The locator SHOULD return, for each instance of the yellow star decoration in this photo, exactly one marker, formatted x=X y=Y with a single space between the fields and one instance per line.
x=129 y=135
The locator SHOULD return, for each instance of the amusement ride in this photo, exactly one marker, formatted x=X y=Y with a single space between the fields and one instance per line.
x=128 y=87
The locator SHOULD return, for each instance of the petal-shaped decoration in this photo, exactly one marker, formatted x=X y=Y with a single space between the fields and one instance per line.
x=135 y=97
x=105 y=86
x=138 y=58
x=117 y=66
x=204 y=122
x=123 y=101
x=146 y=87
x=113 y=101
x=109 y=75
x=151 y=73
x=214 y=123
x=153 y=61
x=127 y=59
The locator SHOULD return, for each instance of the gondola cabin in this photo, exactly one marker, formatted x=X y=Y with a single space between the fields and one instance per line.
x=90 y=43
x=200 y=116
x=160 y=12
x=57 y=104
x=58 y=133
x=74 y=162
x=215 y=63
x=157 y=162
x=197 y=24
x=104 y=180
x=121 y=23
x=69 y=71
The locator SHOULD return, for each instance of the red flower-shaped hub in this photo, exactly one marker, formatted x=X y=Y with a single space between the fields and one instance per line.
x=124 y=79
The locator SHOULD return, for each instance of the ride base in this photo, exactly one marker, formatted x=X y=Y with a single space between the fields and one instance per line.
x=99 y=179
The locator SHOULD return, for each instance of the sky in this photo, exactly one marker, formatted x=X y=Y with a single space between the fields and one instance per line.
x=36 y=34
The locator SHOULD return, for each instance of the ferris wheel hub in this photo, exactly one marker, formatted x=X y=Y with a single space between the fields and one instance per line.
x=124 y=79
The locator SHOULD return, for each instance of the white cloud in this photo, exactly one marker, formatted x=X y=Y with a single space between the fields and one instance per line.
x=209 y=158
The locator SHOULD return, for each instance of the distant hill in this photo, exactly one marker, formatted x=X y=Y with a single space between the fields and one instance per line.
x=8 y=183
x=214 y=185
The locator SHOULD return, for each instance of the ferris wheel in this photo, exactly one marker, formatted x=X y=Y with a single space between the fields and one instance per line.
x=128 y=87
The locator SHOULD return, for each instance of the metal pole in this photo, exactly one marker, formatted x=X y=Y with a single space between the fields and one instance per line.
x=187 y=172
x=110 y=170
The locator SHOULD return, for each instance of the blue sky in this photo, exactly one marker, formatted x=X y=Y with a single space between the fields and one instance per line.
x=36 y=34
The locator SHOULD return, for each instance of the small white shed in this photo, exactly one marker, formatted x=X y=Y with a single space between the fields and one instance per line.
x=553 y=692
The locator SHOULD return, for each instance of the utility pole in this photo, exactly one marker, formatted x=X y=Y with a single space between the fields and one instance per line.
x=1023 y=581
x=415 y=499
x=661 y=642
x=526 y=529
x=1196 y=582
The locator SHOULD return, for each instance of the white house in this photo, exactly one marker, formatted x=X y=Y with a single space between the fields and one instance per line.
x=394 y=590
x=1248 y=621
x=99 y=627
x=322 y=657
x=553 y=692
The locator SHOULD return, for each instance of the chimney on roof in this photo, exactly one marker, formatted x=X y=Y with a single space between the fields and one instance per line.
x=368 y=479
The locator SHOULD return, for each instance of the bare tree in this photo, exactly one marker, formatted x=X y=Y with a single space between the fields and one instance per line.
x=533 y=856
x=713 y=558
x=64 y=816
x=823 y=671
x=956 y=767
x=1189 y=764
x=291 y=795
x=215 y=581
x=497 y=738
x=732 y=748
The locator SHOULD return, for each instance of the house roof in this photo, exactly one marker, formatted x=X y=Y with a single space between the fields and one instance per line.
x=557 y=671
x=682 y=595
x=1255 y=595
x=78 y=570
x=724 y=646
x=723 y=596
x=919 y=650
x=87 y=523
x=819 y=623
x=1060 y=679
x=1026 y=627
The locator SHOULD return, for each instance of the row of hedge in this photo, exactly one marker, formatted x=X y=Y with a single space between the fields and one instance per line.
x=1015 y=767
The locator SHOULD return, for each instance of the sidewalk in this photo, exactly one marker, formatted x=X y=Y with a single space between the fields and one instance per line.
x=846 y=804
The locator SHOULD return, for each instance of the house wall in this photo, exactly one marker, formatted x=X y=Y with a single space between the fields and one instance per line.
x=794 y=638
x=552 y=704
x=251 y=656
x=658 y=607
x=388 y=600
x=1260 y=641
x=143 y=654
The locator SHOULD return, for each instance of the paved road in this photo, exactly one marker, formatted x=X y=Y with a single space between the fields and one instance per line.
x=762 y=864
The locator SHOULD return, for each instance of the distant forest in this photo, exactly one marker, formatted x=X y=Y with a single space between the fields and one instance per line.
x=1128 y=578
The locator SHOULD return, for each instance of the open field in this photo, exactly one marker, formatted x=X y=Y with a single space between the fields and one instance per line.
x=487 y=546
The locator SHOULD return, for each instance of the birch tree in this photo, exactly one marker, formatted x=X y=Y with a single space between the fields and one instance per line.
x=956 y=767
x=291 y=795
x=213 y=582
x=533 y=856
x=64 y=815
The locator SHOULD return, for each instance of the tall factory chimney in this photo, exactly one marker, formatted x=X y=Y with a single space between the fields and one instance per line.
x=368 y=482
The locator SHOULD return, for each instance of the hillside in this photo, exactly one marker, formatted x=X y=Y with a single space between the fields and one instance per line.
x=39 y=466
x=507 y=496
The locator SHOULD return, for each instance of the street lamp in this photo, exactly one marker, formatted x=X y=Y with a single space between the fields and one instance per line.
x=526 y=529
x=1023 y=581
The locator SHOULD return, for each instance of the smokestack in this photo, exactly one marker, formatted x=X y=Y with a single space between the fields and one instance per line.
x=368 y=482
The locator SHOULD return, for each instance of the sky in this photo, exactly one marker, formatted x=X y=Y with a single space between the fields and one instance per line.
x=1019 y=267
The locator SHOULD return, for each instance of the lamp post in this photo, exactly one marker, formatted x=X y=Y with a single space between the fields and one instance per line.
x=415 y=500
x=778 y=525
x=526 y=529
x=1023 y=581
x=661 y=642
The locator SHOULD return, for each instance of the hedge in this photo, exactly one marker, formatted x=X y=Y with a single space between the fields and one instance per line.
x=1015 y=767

-- YOUR INSTRUCTIONS --
Update these lines by replacing "SHOULD" with "MUST" wherever it appears, leaving everything else unchanged.

-- EXERCISE ANSWER --
The locator MUST return, for each instance of the yellow star decoration in this photo, exactly one marker, formatted x=X y=Y with a single space between the fields and one instance per line.
x=129 y=135
The locator MUST return, for each instance of the amusement ride in this photo, exactly one marker, formatted x=X y=Y with a single space between the fields and one instance per line.
x=128 y=87
The locator MUST return, for each instance of the petal-shaped decoration in this photo, exactly one marker, formatted x=X y=Y with a single space between the fields and one instance per line.
x=135 y=97
x=105 y=86
x=138 y=58
x=117 y=66
x=204 y=122
x=123 y=101
x=146 y=87
x=113 y=101
x=109 y=75
x=151 y=73
x=214 y=123
x=153 y=61
x=127 y=59
The locator MUST return, for each instance of the gondola cabin in this photo, exactly one marker, formatted x=X y=Y with a single space between the fields and one instance per line.
x=90 y=43
x=200 y=116
x=160 y=12
x=57 y=104
x=58 y=133
x=74 y=162
x=215 y=63
x=157 y=162
x=197 y=24
x=104 y=180
x=121 y=23
x=69 y=71
The locator MUST return, for each instance of the red flower-shaped hub in this photo, exactly one marker, formatted x=X y=Y with a single space between the fields and one instance per line.
x=124 y=79
The locator MUST return, for each instance of the ride base in this photo, exactly one marker, formatted x=X y=Y with a single space between the fields and one instance per line.
x=99 y=179
The locator MUST return, for each instance of the sky in this photo, exactly one marker, formatted x=X y=Y with a single space between the fields and one instance per line.
x=36 y=34
The locator MUST return, for each instance of the ferris wheel hub in this photo, exactly one marker, formatted x=X y=Y with a single space between the fields and one instance per line.
x=124 y=79
The locator MUST return, for each instance of the white cloud in this photo, exactly one marker, formatted x=X y=Y with a single space between the fields and one instance per line.
x=209 y=158
The locator MUST return, for each instance of the distant hill in this photo, exactly one marker, formatted x=X y=Y with a single space between the fields and one instance per line.
x=8 y=183
x=214 y=185
The locator MUST return, for each instance of the ferris wheel in this photo, exactly one marker, formatted x=X y=Y with a single space between the fields and one instance per line.
x=128 y=87
The locator MUST return, for each instance of the metal pole in this photo, exactly one marker, formatted x=X y=Y with a single space between the fields and one instance per line.
x=187 y=172
x=110 y=170
The locator MUST return, for each instance of the blue sky in this photo, exactly one marker, formatted x=X y=Y with a single space between the fields and one instance per line.
x=36 y=34
The locator MUST return, for each instance of the small white shed in this photo, exactly one marker, formatted x=X y=Y with a single space between the fields and one instance per line.
x=553 y=692
The locator MUST return, for each instance of the utility pole in this photo, exactly one marker, formatted x=X y=Y with a single space between the fields and one instance per line.
x=1023 y=581
x=415 y=499
x=661 y=642
x=526 y=529
x=1196 y=582
The locator MUST return, for each instance of the white house in this photo, exactly one marker, formatted x=X y=Y with a single space between the fields and one instance per line.
x=394 y=590
x=1248 y=621
x=99 y=627
x=322 y=657
x=553 y=692
The locator MUST return, for each instance of the chimney on roof in this photo, exactly one marker, formatted x=X y=Y with a single space between the fields and one instance per line.
x=368 y=479
The locator MUST return, for each instance of the bare tree in this photo, exactly one marker, formatted x=X y=Y with a single space between the fields and one instance per line.
x=533 y=856
x=713 y=558
x=64 y=816
x=823 y=671
x=956 y=767
x=1189 y=764
x=291 y=795
x=215 y=581
x=497 y=738
x=732 y=748
The locator MUST return, for each instance of the house roof in this photo, exactly one marker, formatted x=X y=Y with a single space between the fields and one instance per line.
x=557 y=671
x=682 y=595
x=1255 y=595
x=78 y=570
x=724 y=646
x=723 y=596
x=919 y=650
x=87 y=523
x=819 y=623
x=1060 y=679
x=1026 y=627
The locator MUST return, for each instance of the row of hedge in this photo, exactly one marker, formatted x=X y=Y with a single space between the fields and one instance per line.
x=1015 y=767
The locator MUST return, for each instance of the sidewalk in this photo, exactly one marker, formatted x=X y=Y with a single space between the fields and one instance per line.
x=846 y=804
The locator MUST return, for each instance of the house wall in this photo, exactly one marker, formatted x=X y=Y with a single space between the fields and one instance per line.
x=794 y=638
x=552 y=704
x=251 y=656
x=658 y=607
x=388 y=600
x=1260 y=641
x=143 y=654
The locator MUST return, for each instance of the paved road in this photo, exactly one marker, formatted x=X y=Y with a single space between the fields and one instance per line.
x=762 y=864
The locator MUST return, for each instance of the distant forest in this photo, exactly one marker, formatted x=X y=Y with a single space between the fields and one instance per line.
x=1128 y=578
The locator MUST return, for each instance of the open field in this photo, exactly one marker, formatted x=X y=Y with a single space between the fields and one instance per line.
x=487 y=546
The locator MUST return, for each instance of the birch tree in this photo, exactly one marker, formatted x=X y=Y with a single space between the fields and one instance per line.
x=956 y=767
x=291 y=795
x=213 y=582
x=533 y=856
x=64 y=815
The locator MUST return, for each instance of the tall factory chimney in this photo, exactly one marker, formatted x=X y=Y with a single space between the fields and one instance per line.
x=368 y=482
The locator MUST return, for each instance of the hillside in this photo, exactly one marker, formatted x=X y=Y with a single space between the fields and one instance per line.
x=39 y=466
x=507 y=496
The locator MUST return, for each instance of the street lamp in this photo, exactly one marker, formatted x=X y=Y with a single space between the fields and one instance per line.
x=526 y=529
x=1023 y=581
The locator MUST return, for each instance of the smokestack in this photo, exactly one marker, formatted x=X y=Y with a single space between the fields and one instance per line.
x=368 y=482
The locator MUST return, for each instance of the sky in this photo, exactly one marker, formatted x=X y=Y with a single space between the fields and one instance per line.
x=1019 y=267
The locator MUST return, for each instance of the lamp post in this photo, exactly one marker, formatted x=X y=Y with a single space between the fields and one instance per line.
x=415 y=500
x=778 y=525
x=526 y=529
x=1023 y=581
x=661 y=642
The locator MUST return, for each instance of the hedge in this photo, exactly one marker, formatted x=X y=Y with a single space between the fields and one instance per line.
x=1015 y=767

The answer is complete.